Available data ->
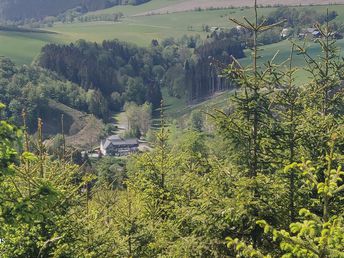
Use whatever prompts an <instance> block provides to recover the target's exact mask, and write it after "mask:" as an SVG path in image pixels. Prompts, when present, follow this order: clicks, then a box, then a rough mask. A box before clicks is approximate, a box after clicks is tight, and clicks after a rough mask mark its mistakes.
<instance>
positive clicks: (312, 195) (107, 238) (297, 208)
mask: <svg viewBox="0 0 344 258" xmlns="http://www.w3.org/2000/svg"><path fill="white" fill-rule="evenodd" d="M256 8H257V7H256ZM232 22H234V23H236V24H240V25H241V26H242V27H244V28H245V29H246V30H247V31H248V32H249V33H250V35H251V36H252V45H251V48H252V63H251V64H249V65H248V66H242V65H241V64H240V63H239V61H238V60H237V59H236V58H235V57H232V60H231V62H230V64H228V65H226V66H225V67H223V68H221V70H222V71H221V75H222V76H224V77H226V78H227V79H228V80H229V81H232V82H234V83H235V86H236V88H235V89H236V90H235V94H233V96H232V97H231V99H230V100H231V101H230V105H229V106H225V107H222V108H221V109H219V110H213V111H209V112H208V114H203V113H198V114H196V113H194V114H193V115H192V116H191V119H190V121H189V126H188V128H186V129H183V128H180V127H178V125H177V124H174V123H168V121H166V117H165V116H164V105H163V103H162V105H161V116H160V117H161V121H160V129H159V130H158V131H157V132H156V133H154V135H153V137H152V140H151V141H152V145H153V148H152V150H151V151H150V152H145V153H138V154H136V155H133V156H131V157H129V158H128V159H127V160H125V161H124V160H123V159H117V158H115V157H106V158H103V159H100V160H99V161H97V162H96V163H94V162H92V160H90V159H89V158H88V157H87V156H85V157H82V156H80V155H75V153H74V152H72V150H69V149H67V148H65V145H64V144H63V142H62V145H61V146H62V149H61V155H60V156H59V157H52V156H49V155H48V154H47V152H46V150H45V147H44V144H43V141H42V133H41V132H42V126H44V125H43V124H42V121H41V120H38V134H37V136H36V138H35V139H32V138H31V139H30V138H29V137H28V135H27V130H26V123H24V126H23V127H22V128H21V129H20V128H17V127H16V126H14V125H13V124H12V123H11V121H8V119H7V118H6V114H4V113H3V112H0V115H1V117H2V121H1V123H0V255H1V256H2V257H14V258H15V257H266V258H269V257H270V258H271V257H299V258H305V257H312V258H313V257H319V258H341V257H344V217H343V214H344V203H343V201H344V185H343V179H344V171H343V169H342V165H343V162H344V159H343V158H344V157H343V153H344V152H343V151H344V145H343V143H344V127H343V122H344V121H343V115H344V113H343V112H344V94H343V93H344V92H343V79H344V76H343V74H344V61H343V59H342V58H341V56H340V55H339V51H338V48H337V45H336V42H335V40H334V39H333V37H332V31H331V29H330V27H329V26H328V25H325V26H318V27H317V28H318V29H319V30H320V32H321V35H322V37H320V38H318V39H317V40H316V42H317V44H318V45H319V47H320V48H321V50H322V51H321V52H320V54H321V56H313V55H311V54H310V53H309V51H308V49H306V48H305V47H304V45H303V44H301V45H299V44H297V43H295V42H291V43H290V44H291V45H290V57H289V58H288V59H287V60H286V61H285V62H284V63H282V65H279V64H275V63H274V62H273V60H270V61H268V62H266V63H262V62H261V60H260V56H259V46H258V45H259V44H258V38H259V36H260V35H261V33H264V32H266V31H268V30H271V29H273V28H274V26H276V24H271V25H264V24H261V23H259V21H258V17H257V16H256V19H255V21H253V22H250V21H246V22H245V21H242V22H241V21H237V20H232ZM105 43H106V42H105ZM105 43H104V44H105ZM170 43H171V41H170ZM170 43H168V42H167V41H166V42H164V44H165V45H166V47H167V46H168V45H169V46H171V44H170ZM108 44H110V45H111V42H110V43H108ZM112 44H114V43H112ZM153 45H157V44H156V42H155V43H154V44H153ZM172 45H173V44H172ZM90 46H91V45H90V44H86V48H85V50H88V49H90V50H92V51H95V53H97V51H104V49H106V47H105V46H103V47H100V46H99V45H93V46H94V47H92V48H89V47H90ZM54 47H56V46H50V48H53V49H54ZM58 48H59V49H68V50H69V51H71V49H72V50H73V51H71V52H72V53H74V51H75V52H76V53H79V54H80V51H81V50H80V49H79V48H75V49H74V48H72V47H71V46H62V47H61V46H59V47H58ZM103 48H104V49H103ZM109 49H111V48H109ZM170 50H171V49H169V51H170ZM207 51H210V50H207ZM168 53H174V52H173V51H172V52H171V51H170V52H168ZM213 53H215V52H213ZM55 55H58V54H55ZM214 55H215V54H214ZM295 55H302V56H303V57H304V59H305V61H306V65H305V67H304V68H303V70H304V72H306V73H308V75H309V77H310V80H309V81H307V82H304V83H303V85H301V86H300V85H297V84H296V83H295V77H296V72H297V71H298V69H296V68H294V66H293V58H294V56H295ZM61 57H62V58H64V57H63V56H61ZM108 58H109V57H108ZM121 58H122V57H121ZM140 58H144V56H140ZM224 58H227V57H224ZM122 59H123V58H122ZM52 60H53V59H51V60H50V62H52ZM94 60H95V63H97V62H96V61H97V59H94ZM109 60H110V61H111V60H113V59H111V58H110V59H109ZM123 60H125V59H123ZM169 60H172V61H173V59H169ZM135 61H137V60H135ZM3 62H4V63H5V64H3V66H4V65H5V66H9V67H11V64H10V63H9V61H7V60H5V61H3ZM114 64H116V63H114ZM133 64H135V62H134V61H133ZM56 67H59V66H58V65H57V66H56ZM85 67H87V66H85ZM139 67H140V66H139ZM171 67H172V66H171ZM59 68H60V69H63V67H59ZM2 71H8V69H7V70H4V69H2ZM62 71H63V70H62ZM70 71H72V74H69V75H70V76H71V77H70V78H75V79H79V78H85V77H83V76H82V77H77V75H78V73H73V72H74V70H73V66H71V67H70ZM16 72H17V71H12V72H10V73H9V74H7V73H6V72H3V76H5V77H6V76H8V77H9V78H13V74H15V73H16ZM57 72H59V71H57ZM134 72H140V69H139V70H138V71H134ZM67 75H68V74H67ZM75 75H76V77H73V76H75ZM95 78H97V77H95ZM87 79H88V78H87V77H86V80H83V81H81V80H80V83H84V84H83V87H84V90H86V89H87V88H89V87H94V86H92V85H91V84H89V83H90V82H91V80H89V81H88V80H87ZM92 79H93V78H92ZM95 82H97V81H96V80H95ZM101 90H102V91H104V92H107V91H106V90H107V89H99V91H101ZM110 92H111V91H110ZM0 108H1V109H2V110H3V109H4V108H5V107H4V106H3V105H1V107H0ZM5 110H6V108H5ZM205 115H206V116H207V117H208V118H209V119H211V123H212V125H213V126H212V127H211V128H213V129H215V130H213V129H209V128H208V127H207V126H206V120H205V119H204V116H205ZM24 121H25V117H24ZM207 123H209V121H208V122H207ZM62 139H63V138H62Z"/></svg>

...

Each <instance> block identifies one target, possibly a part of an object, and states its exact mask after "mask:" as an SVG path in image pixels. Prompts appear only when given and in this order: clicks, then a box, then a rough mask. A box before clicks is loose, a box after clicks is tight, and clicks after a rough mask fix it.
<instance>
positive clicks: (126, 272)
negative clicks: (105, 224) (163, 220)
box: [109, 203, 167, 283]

...

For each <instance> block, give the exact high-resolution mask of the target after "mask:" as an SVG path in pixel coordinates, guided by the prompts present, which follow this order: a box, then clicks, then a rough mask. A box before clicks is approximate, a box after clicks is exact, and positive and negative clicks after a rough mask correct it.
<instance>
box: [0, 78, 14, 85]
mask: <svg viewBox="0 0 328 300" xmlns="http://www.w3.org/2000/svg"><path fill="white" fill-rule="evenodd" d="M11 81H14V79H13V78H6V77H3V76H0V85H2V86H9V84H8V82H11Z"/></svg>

About this exercise -> Go through the records above and copy every line with the word "follow".

Result of the task ->
Use whatever prompts an <instance> block provides to recover the target's exact mask, and write it after "mask:" as an SVG path in image pixels. Prompts, when present, follow this order: clicks, then a box, then a rough mask. A box before clicks is approximate, a box after clicks is tight, and clicks after a rough mask mark its mistakes.
For each <instance> block, give the exact high-resolution mask of the target after "mask:" as an SVG path in pixel coordinates, guided by the prompts present, which follow this order: a box, then clicks, then a rough mask. A box before clicks is approximate, a box after clicks is exact, and positive and negative clicks after a rough mask correct it.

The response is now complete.